**TASK DIRECTIONS:** Quote the listing below in its entirety, omitting every image.

— start of INPUT RECORDS —

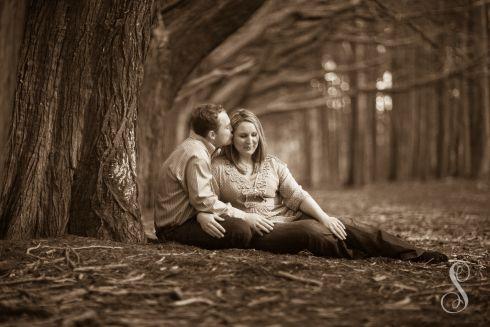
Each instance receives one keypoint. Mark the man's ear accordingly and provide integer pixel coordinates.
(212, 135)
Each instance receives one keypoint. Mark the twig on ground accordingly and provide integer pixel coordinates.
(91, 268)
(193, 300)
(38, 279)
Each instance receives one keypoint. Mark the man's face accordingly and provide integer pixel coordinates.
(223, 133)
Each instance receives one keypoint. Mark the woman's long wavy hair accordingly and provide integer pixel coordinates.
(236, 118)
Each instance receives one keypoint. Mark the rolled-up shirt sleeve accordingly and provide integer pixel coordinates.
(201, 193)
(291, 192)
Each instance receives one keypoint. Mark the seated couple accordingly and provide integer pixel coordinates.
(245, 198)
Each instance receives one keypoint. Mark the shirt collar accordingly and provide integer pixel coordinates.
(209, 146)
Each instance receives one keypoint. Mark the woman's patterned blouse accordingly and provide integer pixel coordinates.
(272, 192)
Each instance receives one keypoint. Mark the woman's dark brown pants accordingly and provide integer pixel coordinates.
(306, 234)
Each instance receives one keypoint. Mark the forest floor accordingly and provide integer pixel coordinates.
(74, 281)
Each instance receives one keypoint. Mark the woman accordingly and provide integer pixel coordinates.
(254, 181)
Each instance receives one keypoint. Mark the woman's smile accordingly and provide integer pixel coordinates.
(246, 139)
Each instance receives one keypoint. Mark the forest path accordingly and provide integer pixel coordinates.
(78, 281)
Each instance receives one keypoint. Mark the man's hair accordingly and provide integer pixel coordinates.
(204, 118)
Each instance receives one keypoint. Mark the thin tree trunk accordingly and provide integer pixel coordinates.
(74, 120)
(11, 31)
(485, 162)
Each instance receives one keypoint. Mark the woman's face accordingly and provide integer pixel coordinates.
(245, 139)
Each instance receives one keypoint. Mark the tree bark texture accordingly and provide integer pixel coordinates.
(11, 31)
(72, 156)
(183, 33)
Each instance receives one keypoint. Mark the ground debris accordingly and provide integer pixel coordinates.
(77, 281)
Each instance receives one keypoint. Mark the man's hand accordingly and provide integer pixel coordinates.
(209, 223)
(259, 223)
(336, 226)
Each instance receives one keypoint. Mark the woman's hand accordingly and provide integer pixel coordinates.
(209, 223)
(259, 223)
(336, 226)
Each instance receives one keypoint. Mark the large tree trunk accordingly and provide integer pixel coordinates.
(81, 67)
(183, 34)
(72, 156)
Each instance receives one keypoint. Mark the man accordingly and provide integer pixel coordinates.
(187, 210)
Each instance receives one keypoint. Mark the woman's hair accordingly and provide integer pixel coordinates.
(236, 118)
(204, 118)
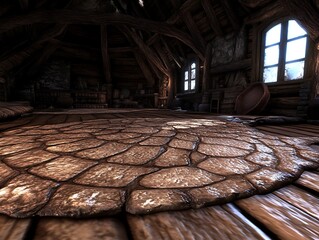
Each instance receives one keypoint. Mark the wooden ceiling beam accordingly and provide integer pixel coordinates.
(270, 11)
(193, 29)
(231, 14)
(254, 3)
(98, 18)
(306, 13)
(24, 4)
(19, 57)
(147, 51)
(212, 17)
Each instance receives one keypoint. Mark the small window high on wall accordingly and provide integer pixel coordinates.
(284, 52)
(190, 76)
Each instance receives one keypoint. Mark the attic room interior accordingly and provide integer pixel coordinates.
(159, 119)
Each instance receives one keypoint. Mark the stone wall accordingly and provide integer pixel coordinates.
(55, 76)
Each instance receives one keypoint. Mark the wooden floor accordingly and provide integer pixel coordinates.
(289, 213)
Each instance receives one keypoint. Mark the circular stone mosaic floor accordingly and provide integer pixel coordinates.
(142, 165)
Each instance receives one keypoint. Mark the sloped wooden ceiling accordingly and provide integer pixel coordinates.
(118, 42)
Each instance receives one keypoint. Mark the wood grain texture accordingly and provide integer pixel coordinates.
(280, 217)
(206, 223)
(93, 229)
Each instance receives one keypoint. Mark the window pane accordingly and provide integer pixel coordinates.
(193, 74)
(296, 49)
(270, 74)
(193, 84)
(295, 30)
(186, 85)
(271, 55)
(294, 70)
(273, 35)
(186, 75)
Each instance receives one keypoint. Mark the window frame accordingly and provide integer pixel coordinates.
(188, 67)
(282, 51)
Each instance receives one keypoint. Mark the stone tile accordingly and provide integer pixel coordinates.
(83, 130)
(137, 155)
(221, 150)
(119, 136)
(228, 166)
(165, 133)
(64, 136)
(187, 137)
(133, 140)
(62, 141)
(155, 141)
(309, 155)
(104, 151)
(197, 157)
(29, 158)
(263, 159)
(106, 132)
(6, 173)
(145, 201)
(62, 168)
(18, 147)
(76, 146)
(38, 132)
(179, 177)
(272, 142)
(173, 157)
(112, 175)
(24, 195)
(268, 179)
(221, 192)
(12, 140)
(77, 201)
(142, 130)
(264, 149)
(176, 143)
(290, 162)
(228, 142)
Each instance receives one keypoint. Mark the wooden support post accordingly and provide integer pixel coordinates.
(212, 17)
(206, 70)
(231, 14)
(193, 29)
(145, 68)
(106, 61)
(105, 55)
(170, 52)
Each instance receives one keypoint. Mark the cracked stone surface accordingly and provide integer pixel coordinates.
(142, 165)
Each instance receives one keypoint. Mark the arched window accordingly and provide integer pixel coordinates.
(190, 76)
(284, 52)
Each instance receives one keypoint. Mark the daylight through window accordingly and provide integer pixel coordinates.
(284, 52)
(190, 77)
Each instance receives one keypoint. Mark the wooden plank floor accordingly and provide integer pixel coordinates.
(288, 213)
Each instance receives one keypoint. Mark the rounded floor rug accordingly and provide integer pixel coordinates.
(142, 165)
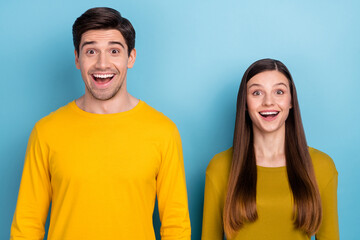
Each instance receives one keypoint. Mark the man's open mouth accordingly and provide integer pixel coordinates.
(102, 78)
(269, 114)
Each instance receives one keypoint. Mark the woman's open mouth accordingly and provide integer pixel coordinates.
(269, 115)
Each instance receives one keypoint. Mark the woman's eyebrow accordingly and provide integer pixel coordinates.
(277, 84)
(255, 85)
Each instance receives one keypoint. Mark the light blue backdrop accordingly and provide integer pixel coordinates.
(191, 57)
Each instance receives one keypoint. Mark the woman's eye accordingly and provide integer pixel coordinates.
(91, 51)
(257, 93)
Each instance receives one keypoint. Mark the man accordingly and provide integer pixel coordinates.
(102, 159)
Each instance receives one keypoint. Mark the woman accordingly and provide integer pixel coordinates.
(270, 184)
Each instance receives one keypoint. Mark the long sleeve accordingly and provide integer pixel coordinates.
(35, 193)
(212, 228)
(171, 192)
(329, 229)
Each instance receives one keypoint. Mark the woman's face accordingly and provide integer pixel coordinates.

— end of INPUT RECORDS —

**FULL RESPONSE:**
Each instance receives one keypoint. Mark the man's ear accordingly and provide integer pixel coordinates.
(212, 135)
Each instance receives one keypoint. Mark the twig on ground accordingly and provide integer pixel coordinates.
(91, 268)
(193, 300)
(38, 279)
Each instance receives one keypoint. Mark the man's face accordingly and provide integer pixel coordinates.
(223, 133)
Each instance receives one keypoint. Mark the woman's long wavy hair accordingly and provide integer pixel coordinates.
(236, 118)
Each instance receives one keypoint. Mark the rolled-up shirt sleeve accordingly and provide integer pixel coordinates.
(201, 193)
(291, 192)
Each instance receives one keypoint. Mark the seated couple accordingly and provide integer pixel coordinates.
(245, 198)
Each instance receives one keypoint. Mark the shirt collar accordingly and provide integer pixel coordinates.
(209, 146)
Each instance receives one keypoint. Mark the woman's patterned blouse accordingly and provide integer pixel coordinates.
(272, 192)
Each instance receives one keypoint. Mark the woman's dark brown pants accordingly and provide integer pixel coordinates.
(306, 234)
Each instance receives one keypoint. Mark the forest floor accordingly and provide integer pixel coordinates.
(74, 281)
Each instance receives one keypoint. Mark the woman accordingly and provide integer pixel coordinates.
(254, 181)
Each instance receives one keypoint. Mark the woman's smile accordingly and provide integer pixel coordinates.
(246, 139)
Each instance receives one keypoint. Mark the forest path accordingly and provide integer pixel coordinates.
(78, 281)
Each instance receives one keypoint. Mark the man's hair accordingly and provide integer pixel coordinates.
(204, 118)
Each instance receives one keypoint. Mark the thin tree trunk accordingly and provide integer pixel coordinates.
(74, 120)
(11, 31)
(485, 162)
Each instance receives one keypoint. Mark the woman's face accordingly and provide integer pixel coordinates.
(245, 139)
Each instance receives one keypoint. Mark the tree bark texture accordingly and provide integer pixel coordinates.
(11, 31)
(72, 156)
(183, 33)
Each instance receives one keypoint. Mark the ground debris accordingly and provide integer pixel coordinates.
(77, 281)
Each instance receives one keypoint. Mark the man's hand accordingly and provide integer pixel coordinates.
(209, 223)
(259, 223)
(336, 226)
Each instance receives one keypoint. Mark the woman's hand accordingly and provide integer pixel coordinates.
(209, 223)
(259, 223)
(336, 226)
Each instance receives one keypoint. Mark the large tree trunk accordingly and provide integer pixel coordinates.
(81, 67)
(183, 34)
(72, 156)
Each instance receives one keypoint. Mark the man accordingly and provide integer pixel coordinates.
(187, 210)
Each instance receives one keypoint. Mark the woman's hair accordingly and provide integer pixel coordinates.
(236, 118)
(204, 118)
Each instance receives one keypoint. Mark the wooden ceiling beam accordingly and provide integer pixel coordinates.
(270, 11)
(193, 29)
(231, 14)
(254, 3)
(98, 18)
(306, 13)
(24, 4)
(19, 57)
(147, 51)
(212, 17)
Each instance receives one keypoint. Mark the small window high on wall accordingly and provide integer pixel coordinates.
(284, 52)
(190, 76)
Each instance receives one keypoint. Mark the attic room interior accordingly and provide integer pixel coordinates.
(159, 119)
Each instance receives one keypoint. Mark the stone wall accordingly and provide integer pixel coordinates.
(55, 76)
Each instance receives one keypoint. Mark the wooden floor accordingly and provide integer pixel coordinates.
(289, 213)
Each instance receives one keypoint. Mark the circular stone mosaic floor accordingly and provide integer pixel coordinates.
(142, 165)
Each instance receives one keypoint. Mark the sloped wooden ceiling accordingly and provide integer pixel coordinates.
(118, 42)
Each instance receives one keypoint. Mark the wood grain texture accordingly and provide integer pixel coordinates.
(280, 217)
(206, 223)
(93, 229)
Each instance receives one keypoint. Mark the window pane accordingly and provide integer pixel coordinates.
(193, 74)
(296, 49)
(270, 74)
(193, 84)
(295, 30)
(186, 85)
(271, 55)
(294, 70)
(273, 35)
(186, 75)
Each instance receives one keypoint. Mark the window frame accordingly and provide integer pixel coordinates.
(188, 67)
(282, 51)
Each instance receives one keypoint. Mark the stone tile accordingly and provide integer pixel coordinates.
(83, 130)
(137, 155)
(221, 150)
(119, 136)
(228, 166)
(165, 133)
(64, 136)
(187, 137)
(133, 140)
(62, 141)
(155, 141)
(309, 155)
(104, 151)
(197, 157)
(29, 158)
(263, 159)
(106, 132)
(6, 173)
(145, 201)
(62, 168)
(18, 147)
(76, 146)
(38, 132)
(179, 177)
(272, 142)
(173, 157)
(112, 175)
(24, 195)
(268, 179)
(221, 192)
(12, 140)
(77, 201)
(142, 130)
(264, 149)
(176, 143)
(290, 162)
(228, 142)
Each instance receives one keypoint. Mark the wooden support post accordingly and provide integer pixel coordinates.
(212, 17)
(206, 70)
(231, 14)
(193, 29)
(145, 68)
(106, 61)
(105, 55)
(170, 52)
Each instance receives one keypoint. Mark the cracked stone surface accordingly and provide integer pixel coordinates.
(142, 165)
Each instance receives one keypoint. Mark the arched window accordingly and provide integer pixel coordinates.
(190, 76)
(284, 52)
Each instance receives one keypoint. Mark the daylight through window accordingly and provide integer pixel coordinates.
(284, 52)
(190, 77)
Each instance receives one keypoint. Mark the wooden plank floor accordingly and provide integer pixel coordinates.
(288, 213)
Each instance receives one keypoint. Mark the rounded floor rug accordingly and provide integer pixel coordinates.
(142, 165)
Each instance receives one keypoint. Mark the man's open mouth accordingly and provide integer pixel coordinates.
(102, 78)
(269, 114)
Each instance receives one keypoint. Mark the woman's open mouth accordingly and provide integer pixel coordinates.
(269, 115)
Each instance receives one keypoint. Mark the woman's eyebrow accordingly and provide integer pixel coordinates.
(277, 84)
(255, 85)
Each instance receives one keypoint. Mark the light blue backdrop accordingly and provide integer pixel coordinates.
(191, 57)
Each instance receives one keypoint. Mark the woman's eye accordingly and provide integer pixel coordinates.
(91, 51)
(257, 93)
Each instance receives one keypoint. Mark the man accordingly and provide integer pixel coordinates.
(102, 159)
Each instance receives one keypoint. Mark the woman accordingly and provide integer pixel coordinates.
(270, 184)
Each instance receives one keypoint. Mark the long sleeve accordingly and provide integer pixel coordinates.
(35, 193)
(212, 228)
(171, 192)
(329, 229)
Each instance receives one keypoint. Mark the woman's face accordingly and provide integer pixel coordinates.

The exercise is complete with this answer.